**Work instructions:**
Check every line of the entries below for the word "base", and copy the ones that have it.

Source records

-- Opening Marker --

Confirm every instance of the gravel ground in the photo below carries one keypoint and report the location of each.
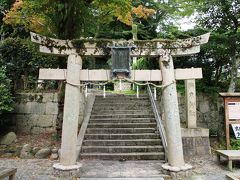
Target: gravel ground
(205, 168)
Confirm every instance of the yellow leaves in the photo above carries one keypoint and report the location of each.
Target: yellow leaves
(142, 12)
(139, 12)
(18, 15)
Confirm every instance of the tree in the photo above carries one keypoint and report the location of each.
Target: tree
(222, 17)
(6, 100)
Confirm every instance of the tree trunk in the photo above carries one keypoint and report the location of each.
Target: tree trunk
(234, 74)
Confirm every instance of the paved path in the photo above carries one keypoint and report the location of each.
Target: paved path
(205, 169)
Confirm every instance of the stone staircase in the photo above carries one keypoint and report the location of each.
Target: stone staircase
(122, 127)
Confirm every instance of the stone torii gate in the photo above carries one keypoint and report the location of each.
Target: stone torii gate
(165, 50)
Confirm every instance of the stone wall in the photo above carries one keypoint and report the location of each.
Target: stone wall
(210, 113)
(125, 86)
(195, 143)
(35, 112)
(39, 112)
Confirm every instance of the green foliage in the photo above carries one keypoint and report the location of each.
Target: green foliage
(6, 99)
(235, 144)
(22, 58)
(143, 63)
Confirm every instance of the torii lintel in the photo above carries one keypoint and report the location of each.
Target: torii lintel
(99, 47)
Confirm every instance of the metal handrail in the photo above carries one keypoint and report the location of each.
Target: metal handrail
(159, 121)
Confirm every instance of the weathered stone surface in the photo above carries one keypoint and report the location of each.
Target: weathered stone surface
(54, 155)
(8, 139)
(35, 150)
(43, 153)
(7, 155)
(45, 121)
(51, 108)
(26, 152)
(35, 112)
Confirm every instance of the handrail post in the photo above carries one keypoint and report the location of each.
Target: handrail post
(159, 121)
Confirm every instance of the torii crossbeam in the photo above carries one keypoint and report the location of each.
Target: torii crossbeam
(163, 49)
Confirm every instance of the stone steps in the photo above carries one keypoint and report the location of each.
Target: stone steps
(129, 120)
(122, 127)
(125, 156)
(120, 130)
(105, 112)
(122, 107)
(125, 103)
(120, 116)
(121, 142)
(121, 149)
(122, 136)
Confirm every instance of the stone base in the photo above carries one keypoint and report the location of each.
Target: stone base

-- Closing Marker --
-- Opening Marker --

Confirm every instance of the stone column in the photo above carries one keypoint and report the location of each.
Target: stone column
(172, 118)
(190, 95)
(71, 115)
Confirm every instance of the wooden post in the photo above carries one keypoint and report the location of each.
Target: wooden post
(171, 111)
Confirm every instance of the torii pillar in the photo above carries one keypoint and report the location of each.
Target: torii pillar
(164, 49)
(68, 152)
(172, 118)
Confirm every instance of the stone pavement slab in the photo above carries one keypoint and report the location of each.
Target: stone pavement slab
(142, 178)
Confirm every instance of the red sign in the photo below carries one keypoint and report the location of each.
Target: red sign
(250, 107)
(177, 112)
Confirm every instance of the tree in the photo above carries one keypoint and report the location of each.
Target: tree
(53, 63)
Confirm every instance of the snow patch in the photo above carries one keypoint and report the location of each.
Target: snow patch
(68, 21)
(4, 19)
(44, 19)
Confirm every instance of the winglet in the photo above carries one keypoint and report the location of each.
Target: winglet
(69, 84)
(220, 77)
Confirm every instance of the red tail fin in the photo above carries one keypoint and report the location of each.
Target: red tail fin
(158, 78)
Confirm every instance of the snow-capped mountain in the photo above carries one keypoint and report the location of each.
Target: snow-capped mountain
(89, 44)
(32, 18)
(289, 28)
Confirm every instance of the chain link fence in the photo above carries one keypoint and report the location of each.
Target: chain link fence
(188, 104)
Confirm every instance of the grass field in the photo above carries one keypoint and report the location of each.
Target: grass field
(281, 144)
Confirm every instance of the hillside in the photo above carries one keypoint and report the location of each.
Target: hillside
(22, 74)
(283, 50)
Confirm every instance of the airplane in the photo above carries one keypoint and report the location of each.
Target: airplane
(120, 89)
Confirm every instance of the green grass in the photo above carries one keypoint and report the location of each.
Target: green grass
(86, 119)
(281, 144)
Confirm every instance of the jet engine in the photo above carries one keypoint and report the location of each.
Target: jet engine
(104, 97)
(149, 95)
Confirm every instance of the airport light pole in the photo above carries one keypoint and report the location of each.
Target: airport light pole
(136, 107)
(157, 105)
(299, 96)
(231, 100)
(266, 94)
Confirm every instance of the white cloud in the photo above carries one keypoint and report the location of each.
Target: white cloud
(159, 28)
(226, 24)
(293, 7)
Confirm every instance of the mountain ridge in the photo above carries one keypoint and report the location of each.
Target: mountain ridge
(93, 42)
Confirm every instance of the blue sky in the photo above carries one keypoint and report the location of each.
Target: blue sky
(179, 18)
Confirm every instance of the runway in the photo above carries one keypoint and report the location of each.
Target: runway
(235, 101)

-- Closing Marker --

**Response box:**
Confirm every instance of the stone base in the photo above carries one keypoint and report the location of each.
Target: stone base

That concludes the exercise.